# What is asked
1) In the thread on Australia's surveillance laws, who used to be the Minister for Home Affairs?
2) Reproduce the part of the thread on Australia's surveillance laws that opens with the words containing "Australia’s Proposed Surveillance" and closes with "the party vote).", swapping "vote" for "ballot".
3) Write the next part of the thread on Australia's surveillance laws, picking up after its last sentence.

# Excerpt
▼

Australia’s Proposed Surveillance Laws Will Break the Trust Tech Depends On - DiabloD3
https://www.eff.org/deeplinks/2018/08/trust-us-were-secretly-working-foreign-government-how-australias-proposed-crypto
======
Intermernet
Apparently, this was overseen by the Department of Home Affairs. The recently
appointed PM of Australia (Scott Morrison) used to be the Minister for Home
Affairs. His new appointment to the role (Peter Dutton) was one of the primary
instigators in the recent power exchange (he actually wanted the top job for
himself, but lost the party vote).

▲

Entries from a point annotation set
▼

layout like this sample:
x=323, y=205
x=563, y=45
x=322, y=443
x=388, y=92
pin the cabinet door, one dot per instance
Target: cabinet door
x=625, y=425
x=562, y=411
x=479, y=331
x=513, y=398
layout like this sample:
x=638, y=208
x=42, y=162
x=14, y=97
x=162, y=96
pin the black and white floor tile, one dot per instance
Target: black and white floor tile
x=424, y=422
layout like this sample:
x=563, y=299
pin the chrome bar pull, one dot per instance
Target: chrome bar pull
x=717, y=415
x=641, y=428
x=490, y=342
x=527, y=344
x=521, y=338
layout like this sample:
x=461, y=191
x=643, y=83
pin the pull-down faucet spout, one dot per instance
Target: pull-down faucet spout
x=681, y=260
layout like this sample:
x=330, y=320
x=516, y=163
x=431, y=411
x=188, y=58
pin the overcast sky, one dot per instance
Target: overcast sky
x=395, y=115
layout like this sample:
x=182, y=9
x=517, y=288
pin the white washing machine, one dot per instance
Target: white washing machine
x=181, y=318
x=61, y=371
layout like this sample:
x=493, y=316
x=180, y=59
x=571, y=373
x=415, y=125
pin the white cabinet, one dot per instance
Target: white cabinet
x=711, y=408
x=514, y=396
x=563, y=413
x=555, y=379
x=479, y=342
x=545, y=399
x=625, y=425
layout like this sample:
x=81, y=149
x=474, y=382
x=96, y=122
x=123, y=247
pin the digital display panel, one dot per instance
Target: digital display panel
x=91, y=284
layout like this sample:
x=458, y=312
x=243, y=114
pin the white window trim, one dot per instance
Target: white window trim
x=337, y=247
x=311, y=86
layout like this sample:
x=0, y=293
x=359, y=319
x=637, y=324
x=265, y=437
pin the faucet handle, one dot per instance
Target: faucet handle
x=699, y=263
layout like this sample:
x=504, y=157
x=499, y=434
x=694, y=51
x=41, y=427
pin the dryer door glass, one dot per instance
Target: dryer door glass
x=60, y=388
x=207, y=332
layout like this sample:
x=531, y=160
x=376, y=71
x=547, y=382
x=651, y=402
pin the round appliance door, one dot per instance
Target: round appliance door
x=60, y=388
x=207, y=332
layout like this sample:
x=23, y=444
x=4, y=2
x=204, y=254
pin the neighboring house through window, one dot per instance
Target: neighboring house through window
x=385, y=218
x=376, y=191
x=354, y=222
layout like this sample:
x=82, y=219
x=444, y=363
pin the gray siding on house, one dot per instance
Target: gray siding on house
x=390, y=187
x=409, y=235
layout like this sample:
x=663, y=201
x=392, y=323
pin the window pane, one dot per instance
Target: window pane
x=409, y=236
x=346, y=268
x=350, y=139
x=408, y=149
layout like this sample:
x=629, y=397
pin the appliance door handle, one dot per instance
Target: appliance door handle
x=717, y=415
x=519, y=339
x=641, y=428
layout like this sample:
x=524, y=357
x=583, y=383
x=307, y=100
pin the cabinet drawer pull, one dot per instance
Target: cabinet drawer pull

▲

# Responses to the tasks
1) Scott Morrison, the recently appointed PM of Australia.

2)
Australia’s Proposed Surveillance Laws Will Break the Trust Tech Depends On - DiabloD3
https://www.eff.org/deeplinks/2018/08/trust-us-were-secretly-working-foreign-government-how-australias-proposed-crypto
======
Intermernet
Apparently, this was overseen by the Department of Home Affairs. The recently
appointed PM of Australia (Scott Morrison) used to be the Minister for Home
Affairs. His new appointment to the role (Peter Dutton) was one of the primary
instigators in the recent power exchange (he actually wanted the top job for
himself, but lost the party ballot).

3)
Considering the history of both of these men, I predict a grim history for
Australia's privacy related laws. They're both staunchly pro-surveillance,
anti-immigration (to the point of racism) and, I suspect, _highly_ corrupt. I
know that last statement is accusative, but Peter Dutton is currently
embroiled in a situation where he released a French au pair and her partner
from immigration detention because (allegedly) her prospective employer's
second cousin lobbied the government to do so, and that family has donated
large amounts of funds to the party. Meanwhile, others are held in sub-human
conditions purely for trying to arrive in Australia as refugees, by boat. This
situation is unfolding right now, but I doubt there will be any fallout.

Australia's current leadership was not voted in by the population of the
country (as seems to be the trend for the last few years, no matter who you
voted for), and seems to be set on an anti-privacy, liberty-destroying,
nationalist agenda.

As an Australian, I'm incredibly embarrassed by all involved.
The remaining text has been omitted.